● To do: List every row containing the word "concrete", copying each such row in full.

● Extracted information:
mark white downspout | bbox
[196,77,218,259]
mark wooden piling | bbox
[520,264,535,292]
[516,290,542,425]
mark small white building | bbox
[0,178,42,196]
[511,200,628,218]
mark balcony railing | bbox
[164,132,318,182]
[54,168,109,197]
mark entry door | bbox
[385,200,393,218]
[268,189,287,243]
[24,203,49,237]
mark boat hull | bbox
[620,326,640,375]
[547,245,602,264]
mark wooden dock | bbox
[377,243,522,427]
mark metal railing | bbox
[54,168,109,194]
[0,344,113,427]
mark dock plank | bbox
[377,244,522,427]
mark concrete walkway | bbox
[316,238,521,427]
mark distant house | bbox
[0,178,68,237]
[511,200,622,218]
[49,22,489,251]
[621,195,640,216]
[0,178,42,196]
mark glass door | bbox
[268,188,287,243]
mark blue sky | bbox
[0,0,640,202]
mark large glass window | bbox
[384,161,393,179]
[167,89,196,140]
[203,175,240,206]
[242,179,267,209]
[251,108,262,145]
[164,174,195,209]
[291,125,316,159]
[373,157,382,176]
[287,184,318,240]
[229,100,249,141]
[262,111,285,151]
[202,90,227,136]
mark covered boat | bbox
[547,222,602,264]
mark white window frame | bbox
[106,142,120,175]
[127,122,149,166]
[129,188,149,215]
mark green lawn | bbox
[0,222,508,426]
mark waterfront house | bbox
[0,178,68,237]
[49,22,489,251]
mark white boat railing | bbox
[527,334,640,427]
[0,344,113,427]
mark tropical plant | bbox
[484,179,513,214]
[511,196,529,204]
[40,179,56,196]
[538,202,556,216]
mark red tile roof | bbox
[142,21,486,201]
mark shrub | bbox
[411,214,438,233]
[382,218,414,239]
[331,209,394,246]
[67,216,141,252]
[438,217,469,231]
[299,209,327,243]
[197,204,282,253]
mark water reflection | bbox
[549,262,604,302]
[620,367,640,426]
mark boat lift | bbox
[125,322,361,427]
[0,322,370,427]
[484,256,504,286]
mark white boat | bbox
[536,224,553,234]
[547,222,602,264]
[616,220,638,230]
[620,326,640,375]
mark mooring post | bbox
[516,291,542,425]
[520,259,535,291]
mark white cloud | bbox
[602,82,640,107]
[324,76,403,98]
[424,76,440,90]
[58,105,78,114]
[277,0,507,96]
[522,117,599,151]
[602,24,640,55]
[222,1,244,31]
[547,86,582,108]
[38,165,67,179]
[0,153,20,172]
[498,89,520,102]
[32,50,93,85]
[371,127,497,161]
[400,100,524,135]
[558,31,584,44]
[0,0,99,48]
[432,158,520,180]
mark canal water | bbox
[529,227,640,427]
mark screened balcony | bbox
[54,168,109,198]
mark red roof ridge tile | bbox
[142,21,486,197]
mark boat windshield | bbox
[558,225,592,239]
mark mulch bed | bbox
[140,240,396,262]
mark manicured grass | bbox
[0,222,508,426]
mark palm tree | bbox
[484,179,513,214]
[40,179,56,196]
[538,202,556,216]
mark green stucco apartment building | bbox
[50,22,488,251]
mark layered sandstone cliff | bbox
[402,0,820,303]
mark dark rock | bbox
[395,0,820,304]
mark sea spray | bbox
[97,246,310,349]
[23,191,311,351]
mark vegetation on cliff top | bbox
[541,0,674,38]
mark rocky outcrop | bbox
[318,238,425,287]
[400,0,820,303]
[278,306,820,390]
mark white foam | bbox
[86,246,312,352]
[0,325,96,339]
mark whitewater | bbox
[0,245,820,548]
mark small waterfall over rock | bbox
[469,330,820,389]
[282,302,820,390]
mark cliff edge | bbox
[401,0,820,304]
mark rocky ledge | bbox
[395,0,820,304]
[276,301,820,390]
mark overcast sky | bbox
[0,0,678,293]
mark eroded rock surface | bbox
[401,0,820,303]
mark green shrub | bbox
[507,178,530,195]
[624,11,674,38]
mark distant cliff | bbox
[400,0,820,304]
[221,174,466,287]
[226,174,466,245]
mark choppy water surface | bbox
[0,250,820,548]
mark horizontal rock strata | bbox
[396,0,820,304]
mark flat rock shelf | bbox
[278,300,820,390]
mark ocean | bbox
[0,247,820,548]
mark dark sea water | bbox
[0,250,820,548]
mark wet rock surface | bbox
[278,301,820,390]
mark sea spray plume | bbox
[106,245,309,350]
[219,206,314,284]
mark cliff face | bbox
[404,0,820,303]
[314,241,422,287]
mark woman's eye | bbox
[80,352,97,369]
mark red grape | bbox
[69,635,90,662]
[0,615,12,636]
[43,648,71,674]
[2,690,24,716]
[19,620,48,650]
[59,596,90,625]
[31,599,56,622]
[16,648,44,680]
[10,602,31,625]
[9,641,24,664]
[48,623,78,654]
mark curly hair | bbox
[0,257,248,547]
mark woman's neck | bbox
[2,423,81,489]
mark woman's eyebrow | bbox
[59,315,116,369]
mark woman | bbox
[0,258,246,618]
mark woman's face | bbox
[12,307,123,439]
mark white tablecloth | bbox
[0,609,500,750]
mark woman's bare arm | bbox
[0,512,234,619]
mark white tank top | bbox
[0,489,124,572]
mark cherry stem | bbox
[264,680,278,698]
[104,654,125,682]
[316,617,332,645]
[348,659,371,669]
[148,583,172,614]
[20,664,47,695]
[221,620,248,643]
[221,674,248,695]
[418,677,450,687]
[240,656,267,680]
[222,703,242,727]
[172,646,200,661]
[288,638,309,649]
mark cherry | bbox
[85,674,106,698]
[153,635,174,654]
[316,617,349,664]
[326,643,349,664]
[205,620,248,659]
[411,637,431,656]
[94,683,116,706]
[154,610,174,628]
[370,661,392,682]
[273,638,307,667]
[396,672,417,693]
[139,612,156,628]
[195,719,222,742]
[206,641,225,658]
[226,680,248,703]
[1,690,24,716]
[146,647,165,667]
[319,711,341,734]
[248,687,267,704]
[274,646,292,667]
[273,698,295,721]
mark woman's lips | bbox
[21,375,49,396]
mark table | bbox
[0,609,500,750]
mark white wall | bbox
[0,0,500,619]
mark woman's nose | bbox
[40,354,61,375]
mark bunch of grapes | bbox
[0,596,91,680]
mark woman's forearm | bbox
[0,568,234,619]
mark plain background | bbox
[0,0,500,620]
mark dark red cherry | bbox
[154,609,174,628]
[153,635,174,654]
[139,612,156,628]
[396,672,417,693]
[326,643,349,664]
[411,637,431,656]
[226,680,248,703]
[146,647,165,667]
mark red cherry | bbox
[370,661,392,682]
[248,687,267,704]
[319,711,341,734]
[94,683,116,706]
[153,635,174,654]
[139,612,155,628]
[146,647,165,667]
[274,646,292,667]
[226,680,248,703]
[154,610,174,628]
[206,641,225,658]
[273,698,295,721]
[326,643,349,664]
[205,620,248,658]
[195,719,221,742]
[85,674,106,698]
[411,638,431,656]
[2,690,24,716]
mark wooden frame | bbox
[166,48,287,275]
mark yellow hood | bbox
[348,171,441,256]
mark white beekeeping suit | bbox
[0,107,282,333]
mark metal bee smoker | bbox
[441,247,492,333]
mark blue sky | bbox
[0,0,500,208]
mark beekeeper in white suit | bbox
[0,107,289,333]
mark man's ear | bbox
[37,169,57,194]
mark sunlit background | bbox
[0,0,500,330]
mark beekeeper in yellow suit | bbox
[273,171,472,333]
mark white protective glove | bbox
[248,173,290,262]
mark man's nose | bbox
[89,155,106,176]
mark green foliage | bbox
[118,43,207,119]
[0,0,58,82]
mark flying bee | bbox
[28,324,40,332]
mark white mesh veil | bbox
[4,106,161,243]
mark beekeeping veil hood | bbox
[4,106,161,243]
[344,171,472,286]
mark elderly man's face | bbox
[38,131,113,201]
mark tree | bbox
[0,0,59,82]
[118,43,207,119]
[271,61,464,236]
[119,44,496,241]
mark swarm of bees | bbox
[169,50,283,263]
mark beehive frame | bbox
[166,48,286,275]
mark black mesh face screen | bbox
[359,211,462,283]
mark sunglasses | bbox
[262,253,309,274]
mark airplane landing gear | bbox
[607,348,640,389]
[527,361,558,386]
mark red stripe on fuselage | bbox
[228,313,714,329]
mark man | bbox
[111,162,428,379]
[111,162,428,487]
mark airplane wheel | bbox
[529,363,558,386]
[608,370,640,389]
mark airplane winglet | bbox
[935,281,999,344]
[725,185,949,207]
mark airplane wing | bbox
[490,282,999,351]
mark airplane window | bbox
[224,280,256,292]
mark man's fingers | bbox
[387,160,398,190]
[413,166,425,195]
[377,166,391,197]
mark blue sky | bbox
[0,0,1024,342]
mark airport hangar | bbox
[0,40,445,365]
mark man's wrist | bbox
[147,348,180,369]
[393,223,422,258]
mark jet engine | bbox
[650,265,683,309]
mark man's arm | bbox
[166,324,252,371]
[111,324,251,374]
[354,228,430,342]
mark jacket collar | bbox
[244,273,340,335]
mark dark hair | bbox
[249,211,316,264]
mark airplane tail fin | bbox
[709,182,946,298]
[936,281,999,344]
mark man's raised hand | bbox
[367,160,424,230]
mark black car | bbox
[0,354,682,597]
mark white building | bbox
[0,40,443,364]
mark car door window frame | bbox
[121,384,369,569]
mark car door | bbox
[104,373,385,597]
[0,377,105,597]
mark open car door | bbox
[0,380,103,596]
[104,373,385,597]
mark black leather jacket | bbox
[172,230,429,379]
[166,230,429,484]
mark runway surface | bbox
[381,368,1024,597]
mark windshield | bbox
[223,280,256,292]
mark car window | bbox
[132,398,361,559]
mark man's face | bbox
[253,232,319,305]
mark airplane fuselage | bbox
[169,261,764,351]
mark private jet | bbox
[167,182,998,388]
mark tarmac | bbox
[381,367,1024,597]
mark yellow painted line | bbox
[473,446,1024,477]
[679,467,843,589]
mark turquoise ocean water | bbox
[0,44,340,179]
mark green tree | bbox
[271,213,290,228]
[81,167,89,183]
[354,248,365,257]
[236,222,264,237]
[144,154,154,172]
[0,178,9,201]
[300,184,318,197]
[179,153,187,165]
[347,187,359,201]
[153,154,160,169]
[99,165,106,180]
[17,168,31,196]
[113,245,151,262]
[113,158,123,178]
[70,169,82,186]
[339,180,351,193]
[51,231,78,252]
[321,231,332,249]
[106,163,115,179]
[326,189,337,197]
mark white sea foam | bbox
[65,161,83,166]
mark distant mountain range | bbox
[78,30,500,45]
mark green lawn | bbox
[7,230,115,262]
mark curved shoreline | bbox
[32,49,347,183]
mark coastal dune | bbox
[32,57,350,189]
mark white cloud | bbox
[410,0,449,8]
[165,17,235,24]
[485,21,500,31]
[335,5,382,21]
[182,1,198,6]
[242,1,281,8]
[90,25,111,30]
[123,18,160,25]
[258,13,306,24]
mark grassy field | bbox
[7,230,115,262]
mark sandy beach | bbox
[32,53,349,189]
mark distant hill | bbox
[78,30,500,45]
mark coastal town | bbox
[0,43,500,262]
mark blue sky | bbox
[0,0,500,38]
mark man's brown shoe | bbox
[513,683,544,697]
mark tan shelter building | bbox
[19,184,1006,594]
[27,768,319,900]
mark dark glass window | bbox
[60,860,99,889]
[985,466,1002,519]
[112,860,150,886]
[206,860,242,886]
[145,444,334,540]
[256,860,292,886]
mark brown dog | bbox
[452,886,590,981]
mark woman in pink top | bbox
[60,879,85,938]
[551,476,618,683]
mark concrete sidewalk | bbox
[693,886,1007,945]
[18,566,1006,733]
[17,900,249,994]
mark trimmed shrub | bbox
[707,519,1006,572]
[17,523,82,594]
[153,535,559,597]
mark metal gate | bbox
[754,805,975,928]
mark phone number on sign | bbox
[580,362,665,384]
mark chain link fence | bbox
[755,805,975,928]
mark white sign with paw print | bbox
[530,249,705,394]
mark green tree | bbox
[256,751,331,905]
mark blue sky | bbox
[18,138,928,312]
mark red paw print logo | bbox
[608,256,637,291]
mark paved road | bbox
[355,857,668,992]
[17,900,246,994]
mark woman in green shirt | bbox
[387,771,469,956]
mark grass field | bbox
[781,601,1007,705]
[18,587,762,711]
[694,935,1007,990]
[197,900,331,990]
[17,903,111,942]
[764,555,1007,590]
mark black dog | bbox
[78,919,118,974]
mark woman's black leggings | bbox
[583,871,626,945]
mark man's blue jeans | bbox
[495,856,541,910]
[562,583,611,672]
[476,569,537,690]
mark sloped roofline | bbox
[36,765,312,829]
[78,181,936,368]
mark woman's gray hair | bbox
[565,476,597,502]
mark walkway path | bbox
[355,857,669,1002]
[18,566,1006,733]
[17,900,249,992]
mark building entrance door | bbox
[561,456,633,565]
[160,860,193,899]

● Answer to the task:
mark concrete walkway | bbox
mark concrete sidewalk | bbox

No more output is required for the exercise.